Dataset entries
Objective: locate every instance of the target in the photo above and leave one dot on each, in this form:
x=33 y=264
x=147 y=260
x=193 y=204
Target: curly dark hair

--- PROBLEM ---
Reproduce the data exactly, omitting nothing.

--- REPLY TO THE EXERCISE ---
Objective: locate every instance of the target in the photo above and leave one dot on each, in this form:
x=33 y=264
x=147 y=260
x=193 y=204
Target: curly dark hair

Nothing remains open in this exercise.